Transcribe the records in full, keeping every character as it is.
>> START Raw records
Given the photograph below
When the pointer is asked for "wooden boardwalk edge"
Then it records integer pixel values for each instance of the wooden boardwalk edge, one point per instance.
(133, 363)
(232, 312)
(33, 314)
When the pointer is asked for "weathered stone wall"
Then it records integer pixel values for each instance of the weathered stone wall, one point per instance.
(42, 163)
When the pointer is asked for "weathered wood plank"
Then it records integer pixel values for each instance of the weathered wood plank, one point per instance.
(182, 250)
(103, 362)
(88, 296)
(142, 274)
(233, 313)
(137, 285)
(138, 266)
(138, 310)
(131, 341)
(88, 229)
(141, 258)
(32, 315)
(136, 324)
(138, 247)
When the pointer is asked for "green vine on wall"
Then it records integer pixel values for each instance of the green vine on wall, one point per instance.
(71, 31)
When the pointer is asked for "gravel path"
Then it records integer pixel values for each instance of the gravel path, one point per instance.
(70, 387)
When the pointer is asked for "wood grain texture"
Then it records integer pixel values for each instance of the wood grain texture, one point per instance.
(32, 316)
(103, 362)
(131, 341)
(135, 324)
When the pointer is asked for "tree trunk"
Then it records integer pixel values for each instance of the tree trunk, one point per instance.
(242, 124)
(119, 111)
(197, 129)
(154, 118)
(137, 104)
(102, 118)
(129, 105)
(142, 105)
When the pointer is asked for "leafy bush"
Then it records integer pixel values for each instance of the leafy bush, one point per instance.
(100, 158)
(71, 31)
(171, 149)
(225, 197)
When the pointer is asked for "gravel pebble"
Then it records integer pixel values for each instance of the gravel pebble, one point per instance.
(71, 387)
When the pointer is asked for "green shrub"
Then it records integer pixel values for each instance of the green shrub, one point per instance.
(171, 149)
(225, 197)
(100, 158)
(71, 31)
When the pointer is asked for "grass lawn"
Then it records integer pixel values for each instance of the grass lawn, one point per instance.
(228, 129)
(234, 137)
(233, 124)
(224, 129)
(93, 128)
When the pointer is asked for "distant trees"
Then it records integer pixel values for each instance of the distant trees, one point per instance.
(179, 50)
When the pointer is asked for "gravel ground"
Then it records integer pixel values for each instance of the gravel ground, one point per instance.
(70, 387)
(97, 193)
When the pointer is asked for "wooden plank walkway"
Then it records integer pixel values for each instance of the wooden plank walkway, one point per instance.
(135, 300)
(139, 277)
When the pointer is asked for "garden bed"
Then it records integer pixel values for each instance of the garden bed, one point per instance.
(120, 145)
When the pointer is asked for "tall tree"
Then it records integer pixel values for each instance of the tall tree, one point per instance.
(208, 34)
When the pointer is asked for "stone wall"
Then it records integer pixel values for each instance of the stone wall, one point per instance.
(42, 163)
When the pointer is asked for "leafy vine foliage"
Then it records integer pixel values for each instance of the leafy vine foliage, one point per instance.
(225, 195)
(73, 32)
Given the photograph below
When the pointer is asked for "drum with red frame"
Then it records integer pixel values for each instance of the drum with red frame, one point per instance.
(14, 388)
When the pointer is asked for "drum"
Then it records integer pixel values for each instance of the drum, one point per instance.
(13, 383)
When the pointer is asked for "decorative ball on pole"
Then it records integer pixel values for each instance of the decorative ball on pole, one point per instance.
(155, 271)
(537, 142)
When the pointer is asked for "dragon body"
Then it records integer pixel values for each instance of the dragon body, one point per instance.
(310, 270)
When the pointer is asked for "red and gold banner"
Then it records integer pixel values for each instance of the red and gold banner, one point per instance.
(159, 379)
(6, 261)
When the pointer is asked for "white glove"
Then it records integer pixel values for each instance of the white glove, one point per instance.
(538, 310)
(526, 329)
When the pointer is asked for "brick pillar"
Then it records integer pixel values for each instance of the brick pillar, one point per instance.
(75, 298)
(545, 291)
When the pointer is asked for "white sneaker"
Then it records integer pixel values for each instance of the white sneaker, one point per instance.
>> END Raw records
## Complete answer
Given the photograph below
When the pointer is asked for "wooden boardwalk edge"
Then it records integer pixel values for each instance of the wooden boardwalk edge, one point per instance.
(133, 363)
(232, 312)
(33, 314)
When the pointer is asked for "weathered stone wall"
Then it records integer pixel values for each instance of the weathered stone wall, one point per instance.
(42, 163)
When the pointer is asked for "weathered wood plank"
Then it records integer pixel values for each instance of the weathered wood plank, one point per instance.
(182, 250)
(103, 362)
(88, 296)
(142, 274)
(233, 313)
(137, 285)
(138, 266)
(138, 310)
(131, 341)
(88, 229)
(141, 258)
(32, 315)
(136, 324)
(138, 247)
When the pointer is asked for "green vine on wall"
Then it records integer pixel values for each instance of the green vine on wall, one point per instance.
(71, 31)
When the pointer is asked for "gravel path"
Then it records integer pixel values for each instance of the gravel path, one point per instance.
(70, 387)
When the pointer is asked for "wood grain texture"
Then it records integer pixel values for each instance of the wood grain texture, one point per instance.
(32, 316)
(103, 362)
(131, 341)
(135, 324)
When the pointer is asked for "tree trunk"
Then it records integer pixel values for each instance of the tree trunk, one point per instance.
(242, 124)
(119, 111)
(197, 129)
(154, 118)
(137, 104)
(102, 118)
(129, 105)
(142, 105)
When the pointer is asked for "leafy bush"
Then it records integer pixel values for each instance of the leafy bush, one point per instance.
(100, 158)
(71, 31)
(171, 149)
(225, 197)
When the pointer is asked for "gravel pebble"
Then it records integer pixel values for each instance of the gravel pebble, one point per instance.
(71, 387)
When the pointer is asked for "green shrub"
Then it records integer pixel values for each instance of the green shrub, one point per instance.
(171, 149)
(225, 197)
(100, 158)
(71, 31)
When the pointer is asked for "grass lawn"
Then it records integer pixel values for each instance of the grass lawn, one point per instance.
(228, 129)
(234, 137)
(233, 124)
(224, 129)
(93, 128)
When the pointer is asked for "distant trees"
Then it records integer pixel values for each instance of the distant trees, one point per instance.
(179, 50)
When the pointer is asked for "gravel ground"
Then it records integer pixel values for each instance of the gravel ground, one point per instance.
(70, 387)
(97, 193)
When the pointer is asked for "wooden plank walkway"
Then it records integer pixel values for each instance of the wooden plank walkway, one point per instance.
(135, 300)
(139, 277)
When the pointer is asked for "garden bed"
Then it records integer pixel values for each instance of the garden bed, one point per instance.
(120, 145)
When the pointer is asked for "tall tree"
Then it records integer pixel values for each instance of the tall tree, one point per instance.
(208, 34)
When the pointer is asked for "stone wall"
Then it records integer pixel values for each instance of the stone wall, one point per instance.
(42, 163)
When the pointer is asked for "leafy vine foliage"
Then it records integer pixel values for each instance of the leafy vine foliage, one point per instance.
(225, 195)
(73, 32)
Given the photograph below
When the pointer is asked for "drum with red frame"
Then it records integer pixel values for each instance of the drum with red frame, one point per instance.
(14, 388)
When the pointer is asked for "drum"
Then it records integer pixel values for each instance of the drum, one point per instance.
(13, 383)
When the pointer is asked for "decorative ball on pole"
Then it records integer pixel values for each instance of the decorative ball on pole, one point per instance.
(155, 271)
(537, 142)
When the pointer is asked for "dragon body"
Then it records integer pixel values for each instance of the dragon body, one point per instance.
(310, 270)
When the pointer is asked for "red and gold banner"
Then it records integer pixel values for each instance of the red and gold banner, one point per instance.
(159, 379)
(6, 261)
When the pointer is asked for "white glove"
Then it records integer pixel values for each instance of the white glove, one point per instance.
(538, 310)
(526, 329)
When the pointer is asked for "brick pillar"
Then it records integer pixel values for each instance of the brick pillar, one point per instance.
(75, 298)
(545, 291)
When the pointer is asked for "white sneaker"
Then it records integer pixel values for each instance of the white sneaker, one point per instance.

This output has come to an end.